** Begin Available records **

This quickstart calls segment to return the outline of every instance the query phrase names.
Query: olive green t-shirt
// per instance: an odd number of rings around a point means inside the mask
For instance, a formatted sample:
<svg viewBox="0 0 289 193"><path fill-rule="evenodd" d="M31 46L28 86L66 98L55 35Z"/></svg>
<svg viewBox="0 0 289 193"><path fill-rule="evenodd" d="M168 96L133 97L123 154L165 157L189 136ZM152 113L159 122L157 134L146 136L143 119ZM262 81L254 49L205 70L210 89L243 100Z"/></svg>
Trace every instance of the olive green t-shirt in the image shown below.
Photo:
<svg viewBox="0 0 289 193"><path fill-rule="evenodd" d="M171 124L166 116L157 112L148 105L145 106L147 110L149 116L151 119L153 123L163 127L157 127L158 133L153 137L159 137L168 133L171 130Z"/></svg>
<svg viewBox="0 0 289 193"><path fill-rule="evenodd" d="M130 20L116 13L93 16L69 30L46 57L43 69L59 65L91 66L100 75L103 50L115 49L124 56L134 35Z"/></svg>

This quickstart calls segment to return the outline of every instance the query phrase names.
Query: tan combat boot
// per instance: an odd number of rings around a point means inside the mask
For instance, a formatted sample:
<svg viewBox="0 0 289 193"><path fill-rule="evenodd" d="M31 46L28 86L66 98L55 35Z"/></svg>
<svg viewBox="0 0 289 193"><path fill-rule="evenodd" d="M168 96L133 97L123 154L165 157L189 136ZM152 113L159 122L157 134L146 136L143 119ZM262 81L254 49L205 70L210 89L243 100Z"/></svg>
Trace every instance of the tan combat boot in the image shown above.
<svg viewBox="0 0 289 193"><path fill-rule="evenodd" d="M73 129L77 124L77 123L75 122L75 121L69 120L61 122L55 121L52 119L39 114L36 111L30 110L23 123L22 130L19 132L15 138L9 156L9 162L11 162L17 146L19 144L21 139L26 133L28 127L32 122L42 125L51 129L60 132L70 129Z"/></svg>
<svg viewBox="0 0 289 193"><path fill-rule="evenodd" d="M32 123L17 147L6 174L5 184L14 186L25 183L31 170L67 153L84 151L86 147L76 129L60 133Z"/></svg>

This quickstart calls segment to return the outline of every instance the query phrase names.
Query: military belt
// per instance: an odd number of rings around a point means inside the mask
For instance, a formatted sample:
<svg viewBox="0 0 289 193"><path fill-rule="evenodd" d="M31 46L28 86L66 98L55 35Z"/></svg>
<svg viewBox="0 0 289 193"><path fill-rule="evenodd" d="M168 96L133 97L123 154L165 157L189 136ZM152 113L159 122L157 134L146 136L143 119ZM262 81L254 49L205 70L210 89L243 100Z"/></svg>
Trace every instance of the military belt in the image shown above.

** End Available records **

Each record above should be restated word for word.

This quickstart calls segment to return the outline of every instance the query phrase names.
Query: olive green t-shirt
// per instance: an odd number of rings around a point means inside the mask
For instance, a formatted sample:
<svg viewBox="0 0 289 193"><path fill-rule="evenodd" d="M31 46L28 86L66 98L55 35Z"/></svg>
<svg viewBox="0 0 289 193"><path fill-rule="evenodd" d="M168 96L133 97L123 154L165 157L189 136ZM152 113L159 122L157 134L146 136L143 119ZM262 81L254 49L205 70L210 89L243 100Z"/></svg>
Trace every instance of the olive green t-shirt in the image shown below.
Photo:
<svg viewBox="0 0 289 193"><path fill-rule="evenodd" d="M171 124L166 116L157 112L148 105L145 106L147 110L149 116L151 119L153 123L163 127L157 127L158 133L153 137L159 137L168 133L171 130Z"/></svg>
<svg viewBox="0 0 289 193"><path fill-rule="evenodd" d="M130 20L116 13L93 16L69 30L46 57L43 69L59 65L91 66L100 75L103 50L115 49L124 56L134 35Z"/></svg>

This quickstart calls segment to return the outline of every instance the query phrase names.
Query: tan combat boot
// per instance: an odd number of rings around a point means inside the mask
For instance, a formatted sample:
<svg viewBox="0 0 289 193"><path fill-rule="evenodd" d="M31 46L28 86L66 98L55 35Z"/></svg>
<svg viewBox="0 0 289 193"><path fill-rule="evenodd" d="M168 96L133 97L123 154L165 157L189 136ZM152 113L159 122L157 134L146 136L143 119ZM262 81L254 49L205 70L210 89L243 100Z"/></svg>
Trace every instance of the tan combat boot in the image shown above.
<svg viewBox="0 0 289 193"><path fill-rule="evenodd" d="M73 129L77 124L77 123L75 122L75 121L69 120L61 122L55 121L52 119L39 114L36 111L30 110L23 123L22 130L19 132L15 138L9 156L9 162L11 162L17 146L19 144L21 139L26 133L28 127L32 122L42 125L51 129L60 132L70 129Z"/></svg>
<svg viewBox="0 0 289 193"><path fill-rule="evenodd" d="M32 123L17 147L6 174L5 184L14 186L25 183L31 170L67 153L84 151L86 147L76 129L60 133Z"/></svg>

This quickstart calls segment to return the outline of every instance the query phrase names.
Query: military belt
// per instance: an odd number of rings around a point means inside the mask
For instance, a formatted sample:
<svg viewBox="0 0 289 193"><path fill-rule="evenodd" d="M31 46L28 86L66 98L55 35Z"/></svg>
<svg viewBox="0 0 289 193"><path fill-rule="evenodd" d="M168 96L133 97L123 154L165 157L189 136ZM152 113L159 122L157 134L146 136L143 119ZM262 81L254 49L205 70L210 89L243 100Z"/></svg>
Trace every instance of the military belt in the image shown above.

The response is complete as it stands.